_PAGINATEKST_
------------------------------------------------
Het Vrouwenverdrag in Nederland anno 1997


1.4 Werkwijze en ervaringen

De rapportagecommissie heeft op 12 april 1996 voor haar plan van aanpak en activiteiten de goedkeuring van de coördinerend bewindspersoon verkregen. Vervolgens begon zij met het aanboren van informatiebronnen bij NGO's en departementen.

De rapportagecommissie heeft met instemming van de minister ook gezorgd voor de presentatie van het rapport De betekenis van artikel 12 Vrouwenverdrag voor Nederland: gezondheid en recht en het rapport Het Vrouwenverdrag in de Nederlandse rechtsorde.

De ervaring leerde dat de materie complex is en dat het aangedragen materiaal fors in omvang en uiteenlopend van kwaliteit was. Onbekendheid met het Verdrag, zowel bij NGO's als soms op departementen, bemoeilijkte het proces van informatieverzameling.

Op 3 mei 1996 werd in de Staatscourant een oproep aan de NGO's geplaatst met het verzoek om vóór 15 juni 1996 te reageren. Tegelijkertijd werden 150 potentiële informatiebronnen rechtstreeks benaderd: sociale partners, het Nederlands Juristen Comité voor de Mensenrechten, vakgroepen vrouwenstudies, vrouwenorganisaties en andere maatschappelijke organisaties.

Het was de eerste maal dat een dergelijke werkwijze gekozen werd om maatschappelijke geledingen te betrekken bij een rapportage aan de VN. [11]

De aangeschreven organisaties toonden zich verheugd dat om hun inbreng werd gevraagd, maar waren minder gelukkig met de korte tijd die daarvoor gegeven werd.
------------------------------------------------
_RUWE GEGEVENS_
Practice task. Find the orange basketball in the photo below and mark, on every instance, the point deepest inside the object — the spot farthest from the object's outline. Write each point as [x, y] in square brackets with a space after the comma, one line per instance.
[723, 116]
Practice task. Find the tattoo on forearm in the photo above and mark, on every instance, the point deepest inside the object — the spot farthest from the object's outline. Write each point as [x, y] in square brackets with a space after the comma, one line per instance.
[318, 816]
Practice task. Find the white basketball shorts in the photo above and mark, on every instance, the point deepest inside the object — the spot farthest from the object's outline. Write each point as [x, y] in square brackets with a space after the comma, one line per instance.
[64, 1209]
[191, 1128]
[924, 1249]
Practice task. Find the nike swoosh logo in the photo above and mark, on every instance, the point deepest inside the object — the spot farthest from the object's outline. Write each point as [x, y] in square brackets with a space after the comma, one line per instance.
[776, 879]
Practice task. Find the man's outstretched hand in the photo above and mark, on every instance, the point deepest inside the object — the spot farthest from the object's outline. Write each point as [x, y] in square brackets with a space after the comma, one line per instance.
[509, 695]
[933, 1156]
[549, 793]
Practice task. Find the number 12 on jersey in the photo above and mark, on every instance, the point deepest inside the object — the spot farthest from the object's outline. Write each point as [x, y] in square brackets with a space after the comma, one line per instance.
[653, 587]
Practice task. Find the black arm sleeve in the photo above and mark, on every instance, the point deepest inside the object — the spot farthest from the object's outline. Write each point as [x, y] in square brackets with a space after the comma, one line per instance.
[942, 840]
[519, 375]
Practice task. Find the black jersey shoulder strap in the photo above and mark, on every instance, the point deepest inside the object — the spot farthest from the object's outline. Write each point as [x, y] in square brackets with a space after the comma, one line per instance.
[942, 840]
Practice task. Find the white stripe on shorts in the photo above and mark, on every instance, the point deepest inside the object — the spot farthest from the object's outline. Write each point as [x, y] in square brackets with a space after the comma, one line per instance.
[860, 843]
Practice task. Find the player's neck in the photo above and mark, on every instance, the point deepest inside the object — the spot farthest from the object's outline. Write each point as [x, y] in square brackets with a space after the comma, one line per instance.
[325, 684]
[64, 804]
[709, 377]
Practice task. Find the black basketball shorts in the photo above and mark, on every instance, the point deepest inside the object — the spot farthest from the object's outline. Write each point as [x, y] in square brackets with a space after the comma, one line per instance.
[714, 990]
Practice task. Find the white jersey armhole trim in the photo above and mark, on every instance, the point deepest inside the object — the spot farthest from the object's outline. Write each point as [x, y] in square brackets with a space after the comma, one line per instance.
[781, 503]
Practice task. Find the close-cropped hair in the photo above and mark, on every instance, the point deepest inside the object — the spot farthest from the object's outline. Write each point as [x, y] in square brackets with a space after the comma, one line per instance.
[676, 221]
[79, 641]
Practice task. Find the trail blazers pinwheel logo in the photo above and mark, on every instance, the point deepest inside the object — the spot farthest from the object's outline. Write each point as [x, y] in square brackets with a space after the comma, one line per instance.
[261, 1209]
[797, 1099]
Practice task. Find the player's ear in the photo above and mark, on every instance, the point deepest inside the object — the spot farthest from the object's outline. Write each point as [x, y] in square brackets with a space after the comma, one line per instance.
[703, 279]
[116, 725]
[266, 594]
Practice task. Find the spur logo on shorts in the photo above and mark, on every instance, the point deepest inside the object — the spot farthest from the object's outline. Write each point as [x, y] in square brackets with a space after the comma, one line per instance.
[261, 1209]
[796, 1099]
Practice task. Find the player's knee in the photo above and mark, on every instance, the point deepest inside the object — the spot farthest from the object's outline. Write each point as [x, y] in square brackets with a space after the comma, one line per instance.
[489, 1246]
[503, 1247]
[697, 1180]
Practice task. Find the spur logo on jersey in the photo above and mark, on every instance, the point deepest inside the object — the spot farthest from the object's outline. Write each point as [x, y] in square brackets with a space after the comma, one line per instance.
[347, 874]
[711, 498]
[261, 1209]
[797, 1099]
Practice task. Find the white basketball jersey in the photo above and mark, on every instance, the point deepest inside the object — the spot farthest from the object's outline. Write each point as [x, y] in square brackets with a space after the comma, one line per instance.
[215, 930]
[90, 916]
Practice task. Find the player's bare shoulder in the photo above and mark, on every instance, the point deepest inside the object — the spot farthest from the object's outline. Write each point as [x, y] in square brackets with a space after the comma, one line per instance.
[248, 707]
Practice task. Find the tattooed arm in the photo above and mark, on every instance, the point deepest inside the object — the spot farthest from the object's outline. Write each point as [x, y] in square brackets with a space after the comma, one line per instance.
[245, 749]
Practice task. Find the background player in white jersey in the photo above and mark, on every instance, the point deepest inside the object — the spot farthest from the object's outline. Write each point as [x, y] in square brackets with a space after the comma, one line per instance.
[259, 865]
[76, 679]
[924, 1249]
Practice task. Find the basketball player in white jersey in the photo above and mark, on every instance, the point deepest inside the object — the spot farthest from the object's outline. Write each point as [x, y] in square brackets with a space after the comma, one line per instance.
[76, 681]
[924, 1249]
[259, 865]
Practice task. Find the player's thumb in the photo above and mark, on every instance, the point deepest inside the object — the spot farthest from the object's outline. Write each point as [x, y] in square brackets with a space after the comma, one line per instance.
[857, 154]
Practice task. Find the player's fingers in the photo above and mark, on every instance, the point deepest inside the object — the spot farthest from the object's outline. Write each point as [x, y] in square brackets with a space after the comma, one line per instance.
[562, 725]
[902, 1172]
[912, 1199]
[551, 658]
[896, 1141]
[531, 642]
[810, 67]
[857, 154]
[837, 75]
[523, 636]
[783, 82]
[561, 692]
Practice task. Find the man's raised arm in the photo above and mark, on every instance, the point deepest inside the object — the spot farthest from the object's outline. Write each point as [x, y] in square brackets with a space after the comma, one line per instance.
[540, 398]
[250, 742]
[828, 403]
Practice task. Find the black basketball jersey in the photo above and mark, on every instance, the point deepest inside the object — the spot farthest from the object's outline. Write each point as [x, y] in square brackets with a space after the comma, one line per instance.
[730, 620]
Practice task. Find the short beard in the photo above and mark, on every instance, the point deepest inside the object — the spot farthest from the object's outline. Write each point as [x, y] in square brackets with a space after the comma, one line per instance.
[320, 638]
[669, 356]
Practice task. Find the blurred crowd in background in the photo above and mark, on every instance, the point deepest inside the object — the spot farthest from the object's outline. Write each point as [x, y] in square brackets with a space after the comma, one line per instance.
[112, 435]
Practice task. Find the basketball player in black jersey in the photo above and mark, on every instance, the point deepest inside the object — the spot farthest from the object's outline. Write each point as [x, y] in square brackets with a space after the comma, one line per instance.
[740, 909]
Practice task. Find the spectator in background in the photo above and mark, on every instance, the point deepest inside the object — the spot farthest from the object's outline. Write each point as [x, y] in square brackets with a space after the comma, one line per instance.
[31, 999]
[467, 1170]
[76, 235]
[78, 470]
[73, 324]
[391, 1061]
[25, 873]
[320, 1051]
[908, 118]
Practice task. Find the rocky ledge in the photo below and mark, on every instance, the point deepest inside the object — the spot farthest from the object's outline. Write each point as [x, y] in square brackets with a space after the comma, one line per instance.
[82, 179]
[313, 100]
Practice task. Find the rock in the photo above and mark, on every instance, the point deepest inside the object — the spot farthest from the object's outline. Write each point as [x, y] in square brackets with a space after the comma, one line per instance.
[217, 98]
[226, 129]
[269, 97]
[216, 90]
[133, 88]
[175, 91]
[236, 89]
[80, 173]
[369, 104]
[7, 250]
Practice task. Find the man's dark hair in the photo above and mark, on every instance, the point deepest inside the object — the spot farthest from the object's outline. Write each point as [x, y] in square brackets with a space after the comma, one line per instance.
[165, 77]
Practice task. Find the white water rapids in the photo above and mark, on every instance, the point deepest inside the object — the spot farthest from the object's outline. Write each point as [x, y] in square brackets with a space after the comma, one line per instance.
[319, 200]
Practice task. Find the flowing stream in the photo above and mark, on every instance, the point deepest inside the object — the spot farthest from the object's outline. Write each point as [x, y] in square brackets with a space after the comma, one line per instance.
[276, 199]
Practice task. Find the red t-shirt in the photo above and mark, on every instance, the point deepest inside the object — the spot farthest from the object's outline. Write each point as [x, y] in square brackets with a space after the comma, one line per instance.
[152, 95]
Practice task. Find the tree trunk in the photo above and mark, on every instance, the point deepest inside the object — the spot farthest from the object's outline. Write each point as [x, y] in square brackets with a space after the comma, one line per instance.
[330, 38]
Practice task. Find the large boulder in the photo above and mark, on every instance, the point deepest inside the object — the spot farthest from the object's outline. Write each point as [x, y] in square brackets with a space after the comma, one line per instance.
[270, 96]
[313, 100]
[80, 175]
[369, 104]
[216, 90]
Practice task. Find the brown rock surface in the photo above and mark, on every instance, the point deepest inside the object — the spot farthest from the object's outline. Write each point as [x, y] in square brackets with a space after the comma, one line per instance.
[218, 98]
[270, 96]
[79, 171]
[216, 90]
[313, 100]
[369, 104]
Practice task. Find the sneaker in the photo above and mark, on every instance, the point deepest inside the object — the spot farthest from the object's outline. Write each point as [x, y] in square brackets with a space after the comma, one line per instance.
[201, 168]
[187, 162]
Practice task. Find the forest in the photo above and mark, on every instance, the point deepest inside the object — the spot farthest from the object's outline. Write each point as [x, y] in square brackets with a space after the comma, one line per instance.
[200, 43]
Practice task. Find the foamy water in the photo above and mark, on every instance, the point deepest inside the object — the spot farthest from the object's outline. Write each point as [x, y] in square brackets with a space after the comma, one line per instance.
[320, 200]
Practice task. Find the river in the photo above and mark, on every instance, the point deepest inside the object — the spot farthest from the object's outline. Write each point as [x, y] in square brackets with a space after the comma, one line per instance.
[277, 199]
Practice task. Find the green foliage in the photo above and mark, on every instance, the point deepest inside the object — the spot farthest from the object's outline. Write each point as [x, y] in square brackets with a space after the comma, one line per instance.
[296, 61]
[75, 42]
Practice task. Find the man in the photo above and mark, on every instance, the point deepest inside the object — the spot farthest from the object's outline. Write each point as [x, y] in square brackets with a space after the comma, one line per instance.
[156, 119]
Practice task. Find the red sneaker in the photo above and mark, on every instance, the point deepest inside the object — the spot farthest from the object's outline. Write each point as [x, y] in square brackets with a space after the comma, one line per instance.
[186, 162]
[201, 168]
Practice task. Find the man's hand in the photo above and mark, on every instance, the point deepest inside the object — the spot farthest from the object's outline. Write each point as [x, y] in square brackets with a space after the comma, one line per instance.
------------------------------------------------
_WAT JE DOET_
1. Verplaats de coördinaten in de lijst met 41 door bij elk getal in de antwoorden 41 op te tellen. Neem daarbij alle regels opnieuw over, ook die zonder coördinaten, te beginnen bij de regel met "Practice task. Find the player's knee" en doorlopend tot en met de regel met "[697, 1180]".
2. Schrijf een vervolg op de tekst over het Vrouwenverdrag in Nederland, aansluitend op de laatste zin.

_ANTWOORDEN PER OPDRACHT_
1.
Practice task. Find the player's knee in the photo above and mark, on every instance, the point deepest inside the object — the spot farthest from the object's outline. Write each point as [x, y] in square brackets with a space after the comma, one line per instance.
[530, 1287]
[544, 1288]
[738, 1221]

2.
Zij hebben zich tot het uiterste ingespannen om de rapportagecommissie van materiaal te voorzien. Van haar kant heeft de rapportagecommissie getracht de inbreng van de NGO's te vergemakkelijken door telefonisch contact en overleg. In het algemeen was men blij met de voorlichting die door de rapportagecommissie werd gegeven over het Verdrag, en met het ter beschikking komen van de teksten van de CEDAW-aanbevelingen - zijnde gezaghebbende interpretaties van het Verdrag, die overigens ook voor de nationale rapportage houvast boden. [12]

Het materiaal dat de NGO's aan de rapportagecommissie zonden, was divers van aard. Sommige NGO's konden niet meer doen dan hun belangrijkste rapporten en verslagen sturen met een korte toelichting, andere leverden doorwrochte commentaren op basis van het Verdrag.

Het algemene beeld dat de rapportagecommissie van de NGO-bijdragen heeft overgehouden, is zeer positief. Er is veel belangstelling voor de implementatie van het Verdrag, men wil graag voorgelicht worden over de betekenis en de mogelijkheden van het Verdrag, en de kwaliteit van de NGO-inbreng is over de hele linie hoog. Kennelijk bestaat bij de NGO's deskundigheid op vele uiteenlopende terreinen en is men goed in staat tot improviseren.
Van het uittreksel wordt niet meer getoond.